*** Dataset extract Section Begins ***

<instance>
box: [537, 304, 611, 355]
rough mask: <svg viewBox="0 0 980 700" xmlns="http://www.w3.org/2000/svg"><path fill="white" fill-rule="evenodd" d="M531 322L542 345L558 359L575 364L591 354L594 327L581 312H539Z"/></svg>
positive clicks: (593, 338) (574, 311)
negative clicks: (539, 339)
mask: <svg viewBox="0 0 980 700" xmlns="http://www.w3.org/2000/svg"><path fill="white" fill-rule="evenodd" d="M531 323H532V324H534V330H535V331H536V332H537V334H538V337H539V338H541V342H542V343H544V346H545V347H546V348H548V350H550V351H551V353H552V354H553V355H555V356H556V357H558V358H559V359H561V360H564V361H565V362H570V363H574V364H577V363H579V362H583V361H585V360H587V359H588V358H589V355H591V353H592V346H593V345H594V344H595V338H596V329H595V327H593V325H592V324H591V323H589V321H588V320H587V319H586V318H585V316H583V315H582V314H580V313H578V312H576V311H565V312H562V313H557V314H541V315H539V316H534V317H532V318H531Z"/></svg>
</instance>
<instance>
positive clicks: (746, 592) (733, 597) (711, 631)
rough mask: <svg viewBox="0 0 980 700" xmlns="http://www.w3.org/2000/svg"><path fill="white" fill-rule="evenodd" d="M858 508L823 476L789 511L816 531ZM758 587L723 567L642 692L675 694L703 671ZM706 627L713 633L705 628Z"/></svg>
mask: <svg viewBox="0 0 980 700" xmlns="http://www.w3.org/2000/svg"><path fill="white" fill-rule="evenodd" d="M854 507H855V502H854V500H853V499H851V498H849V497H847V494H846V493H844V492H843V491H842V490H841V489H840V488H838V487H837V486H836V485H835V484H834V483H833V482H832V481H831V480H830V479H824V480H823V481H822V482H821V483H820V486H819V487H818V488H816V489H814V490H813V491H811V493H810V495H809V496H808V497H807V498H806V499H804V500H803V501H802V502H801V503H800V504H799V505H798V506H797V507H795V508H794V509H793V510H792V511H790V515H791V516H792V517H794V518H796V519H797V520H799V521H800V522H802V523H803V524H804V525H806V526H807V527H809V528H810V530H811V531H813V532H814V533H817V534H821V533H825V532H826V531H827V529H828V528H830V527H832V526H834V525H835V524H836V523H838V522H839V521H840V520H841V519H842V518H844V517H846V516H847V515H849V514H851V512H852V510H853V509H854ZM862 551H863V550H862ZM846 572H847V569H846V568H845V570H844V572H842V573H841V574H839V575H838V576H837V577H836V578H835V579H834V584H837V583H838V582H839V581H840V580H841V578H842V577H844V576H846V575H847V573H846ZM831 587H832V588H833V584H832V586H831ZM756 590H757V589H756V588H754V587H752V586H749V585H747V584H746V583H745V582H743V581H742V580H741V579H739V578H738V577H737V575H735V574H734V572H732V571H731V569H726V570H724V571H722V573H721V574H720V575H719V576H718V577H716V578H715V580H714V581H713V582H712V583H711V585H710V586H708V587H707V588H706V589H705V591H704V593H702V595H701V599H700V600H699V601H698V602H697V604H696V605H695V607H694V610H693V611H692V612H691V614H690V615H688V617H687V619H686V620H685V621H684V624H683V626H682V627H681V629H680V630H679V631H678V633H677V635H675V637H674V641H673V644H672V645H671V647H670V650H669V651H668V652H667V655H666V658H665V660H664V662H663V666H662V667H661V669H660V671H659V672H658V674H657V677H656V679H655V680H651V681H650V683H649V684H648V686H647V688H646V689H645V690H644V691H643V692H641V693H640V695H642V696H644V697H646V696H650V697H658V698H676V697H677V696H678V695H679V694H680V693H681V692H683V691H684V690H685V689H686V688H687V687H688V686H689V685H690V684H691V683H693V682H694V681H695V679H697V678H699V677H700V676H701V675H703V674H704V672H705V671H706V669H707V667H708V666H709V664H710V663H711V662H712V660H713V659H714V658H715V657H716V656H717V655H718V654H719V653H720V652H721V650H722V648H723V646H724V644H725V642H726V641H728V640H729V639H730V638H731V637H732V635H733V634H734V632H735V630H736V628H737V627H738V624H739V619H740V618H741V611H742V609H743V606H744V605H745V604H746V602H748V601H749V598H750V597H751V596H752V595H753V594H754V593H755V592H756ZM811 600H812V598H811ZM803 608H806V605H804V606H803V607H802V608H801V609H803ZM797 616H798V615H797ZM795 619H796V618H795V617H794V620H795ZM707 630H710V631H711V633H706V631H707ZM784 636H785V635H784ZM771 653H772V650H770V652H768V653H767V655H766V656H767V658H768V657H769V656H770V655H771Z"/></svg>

*** Dataset extract Section Ends ***

### [Action item]
Rewrite the material above, changing every "rough mask" to "coarse mask" and leaving everything else the same.

### [Problem solution]
<instance>
box: [537, 304, 611, 355]
coarse mask: <svg viewBox="0 0 980 700" xmlns="http://www.w3.org/2000/svg"><path fill="white" fill-rule="evenodd" d="M531 322L542 345L558 359L575 364L591 354L594 327L581 312H539Z"/></svg>
positive clicks: (593, 338) (574, 311)
negative clicks: (539, 339)
mask: <svg viewBox="0 0 980 700" xmlns="http://www.w3.org/2000/svg"><path fill="white" fill-rule="evenodd" d="M531 323H532V324H534V330H535V331H536V332H537V334H538V337H539V338H541V342H542V343H544V346H545V347H546V348H548V350H550V351H551V353H552V354H553V355H555V356H556V357H558V358H559V359H561V360H564V361H565V362H570V363H574V364H577V363H579V362H583V361H585V360H587V359H588V358H589V355H591V353H592V346H593V345H594V344H595V338H596V329H595V327H593V325H592V324H591V323H589V321H588V320H587V319H586V318H585V316H583V315H582V314H580V313H578V312H576V311H565V312H562V313H557V314H541V315H539V316H534V317H532V318H531Z"/></svg>
</instance>
<instance>
positive clicks: (746, 592) (733, 597) (711, 631)
coarse mask: <svg viewBox="0 0 980 700" xmlns="http://www.w3.org/2000/svg"><path fill="white" fill-rule="evenodd" d="M858 508L823 476L789 511L816 531ZM758 587L723 567L642 692L675 694L703 671ZM706 627L713 633L705 628Z"/></svg>
mask: <svg viewBox="0 0 980 700" xmlns="http://www.w3.org/2000/svg"><path fill="white" fill-rule="evenodd" d="M854 507H855V502H854V500H853V499H851V498H849V497H847V494H846V493H844V492H843V491H842V490H841V489H840V488H838V487H837V486H836V485H835V484H834V483H833V482H832V481H831V480H830V479H824V480H823V481H822V482H821V483H820V486H819V487H818V488H816V489H814V490H813V491H811V493H810V495H809V496H808V497H807V498H806V499H804V500H803V501H802V502H801V503H800V504H799V505H798V506H797V507H795V508H794V509H793V510H792V511H790V515H791V516H792V517H794V518H796V519H797V520H799V521H800V522H802V523H803V524H804V525H806V526H807V527H809V528H810V530H811V531H813V532H814V533H817V534H821V533H825V532H826V531H827V529H828V528H830V527H832V526H834V525H835V524H836V523H838V522H839V521H840V520H841V519H842V518H844V517H846V516H847V515H849V514H851V512H852V510H853V509H854ZM862 551H863V550H862ZM846 572H847V569H846V568H845V570H844V572H842V573H841V574H839V575H838V576H837V577H836V578H835V579H834V584H837V583H838V582H839V581H840V580H841V578H842V577H844V576H846V575H847V573H846ZM831 587H832V588H833V584H832V586H831ZM756 590H757V589H756V588H754V587H752V586H749V585H747V584H746V583H745V582H743V581H742V580H741V579H739V578H738V577H737V575H735V574H734V572H732V571H731V569H726V570H724V571H722V573H721V574H720V575H719V576H718V577H716V578H715V580H714V581H713V582H712V583H711V585H710V586H708V587H707V588H706V589H705V591H704V593H702V595H701V599H700V600H699V601H698V602H697V604H696V605H695V607H694V610H693V611H692V612H691V614H690V615H688V617H687V619H686V620H685V621H684V624H683V626H682V627H681V629H680V630H679V631H678V633H677V635H675V637H674V641H673V644H672V645H671V647H670V650H669V651H668V652H667V655H666V658H665V660H664V662H663V666H662V667H661V669H660V671H659V672H658V674H657V677H656V679H655V680H651V681H650V683H649V684H648V686H647V688H646V689H645V690H644V691H643V692H641V693H640V695H642V696H644V697H646V696H650V697H658V698H676V697H677V696H678V695H679V694H680V693H681V692H683V691H684V690H685V689H686V688H687V687H688V686H689V685H690V684H691V683H693V682H694V681H695V679H697V678H699V677H700V676H701V675H703V674H704V672H705V671H706V669H707V667H708V666H709V664H710V663H711V662H712V660H713V659H714V658H715V657H716V656H717V655H718V654H719V653H720V652H721V650H722V648H723V646H724V644H725V642H726V641H728V640H729V639H730V638H731V637H732V635H733V634H734V632H735V630H736V628H737V627H738V624H739V619H740V618H741V611H742V609H743V606H744V605H745V604H746V602H748V601H749V598H750V597H751V596H752V595H753V594H754V593H755V592H756ZM811 600H812V598H811ZM803 608H806V605H804V606H803V607H802V608H801V609H803ZM797 616H798V615H797ZM795 619H796V618H795V617H794V620H795ZM707 630H710V631H711V633H706V631H707ZM784 636H785V635H784ZM771 653H772V650H770V652H768V653H767V655H766V656H767V658H768V657H769V656H770V655H771Z"/></svg>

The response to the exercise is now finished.